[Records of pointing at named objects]

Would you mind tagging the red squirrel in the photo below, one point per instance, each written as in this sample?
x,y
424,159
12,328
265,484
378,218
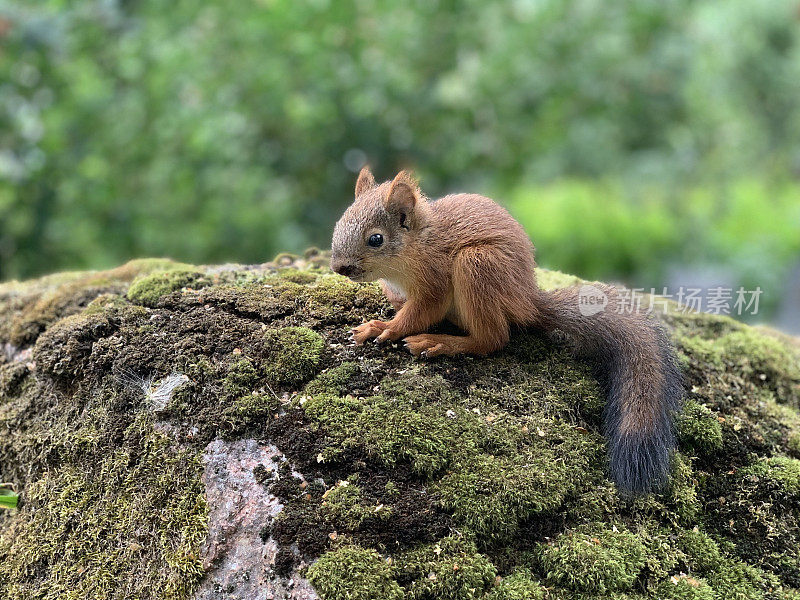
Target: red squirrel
x,y
465,259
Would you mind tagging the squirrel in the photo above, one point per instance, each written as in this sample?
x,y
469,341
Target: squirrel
x,y
464,258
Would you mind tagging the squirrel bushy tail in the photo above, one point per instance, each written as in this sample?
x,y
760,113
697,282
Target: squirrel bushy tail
x,y
634,360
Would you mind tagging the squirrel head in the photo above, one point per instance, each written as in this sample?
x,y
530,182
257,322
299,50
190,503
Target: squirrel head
x,y
384,220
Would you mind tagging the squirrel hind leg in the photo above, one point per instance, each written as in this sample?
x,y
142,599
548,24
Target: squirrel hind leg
x,y
478,303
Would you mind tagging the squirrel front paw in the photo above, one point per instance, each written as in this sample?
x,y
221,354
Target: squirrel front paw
x,y
368,330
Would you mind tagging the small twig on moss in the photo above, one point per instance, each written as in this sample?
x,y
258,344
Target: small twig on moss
x,y
8,499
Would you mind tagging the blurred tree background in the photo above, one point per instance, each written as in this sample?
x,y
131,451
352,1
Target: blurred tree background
x,y
633,140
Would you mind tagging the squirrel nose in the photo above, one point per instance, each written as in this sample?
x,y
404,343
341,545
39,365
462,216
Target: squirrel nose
x,y
345,270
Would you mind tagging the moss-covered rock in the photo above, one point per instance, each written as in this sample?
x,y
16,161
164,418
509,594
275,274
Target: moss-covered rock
x,y
454,478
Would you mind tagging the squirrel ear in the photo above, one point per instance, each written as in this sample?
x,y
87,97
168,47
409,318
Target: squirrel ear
x,y
365,181
403,193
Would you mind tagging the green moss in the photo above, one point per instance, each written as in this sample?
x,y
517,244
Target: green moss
x,y
242,379
390,431
699,429
147,290
67,538
685,587
794,443
293,355
701,552
333,298
344,506
333,381
353,573
735,580
506,450
450,569
519,585
782,470
297,276
594,559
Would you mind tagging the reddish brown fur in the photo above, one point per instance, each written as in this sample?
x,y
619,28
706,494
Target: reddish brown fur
x,y
465,259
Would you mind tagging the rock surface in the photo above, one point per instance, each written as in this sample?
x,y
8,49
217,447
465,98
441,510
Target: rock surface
x,y
208,432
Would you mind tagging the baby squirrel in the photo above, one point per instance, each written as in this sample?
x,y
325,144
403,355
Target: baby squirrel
x,y
465,259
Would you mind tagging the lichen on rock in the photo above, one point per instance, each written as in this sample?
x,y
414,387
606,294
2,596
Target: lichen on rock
x,y
157,419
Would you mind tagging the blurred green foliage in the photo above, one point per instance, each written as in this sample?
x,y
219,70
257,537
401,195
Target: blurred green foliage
x,y
625,135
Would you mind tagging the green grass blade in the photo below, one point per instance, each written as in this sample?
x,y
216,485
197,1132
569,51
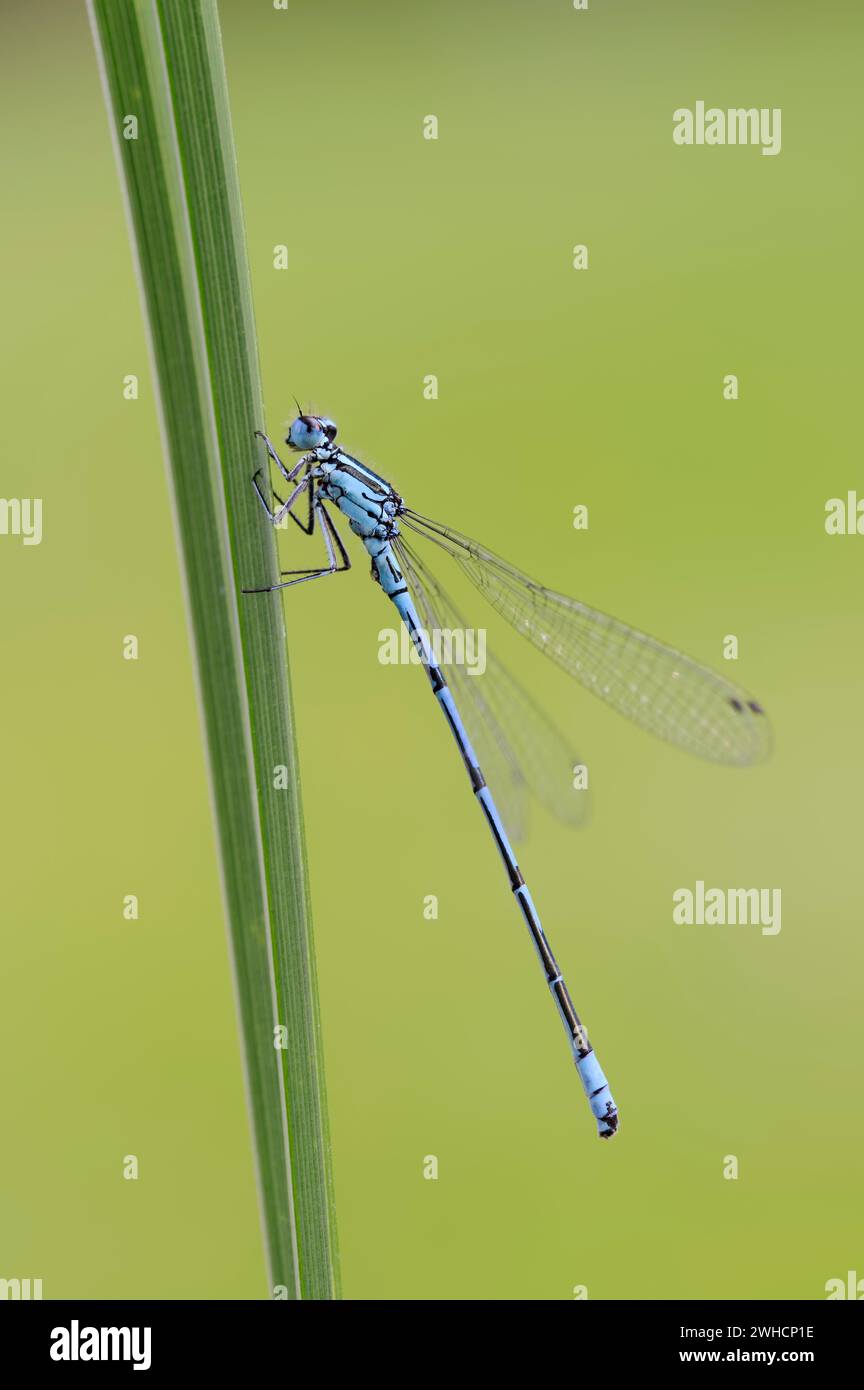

### YOUR GOAL
Find every line in the lines above that contains the word "below", and copy each one out.

### ANSWER TO THIS PROBLEM
Would you mind tagging the red squirrel in the photo below, one point per instance, each written as in this sample?
Would you mind tagging the green grass blade in the photo below, one point per instance, each written as in this sample?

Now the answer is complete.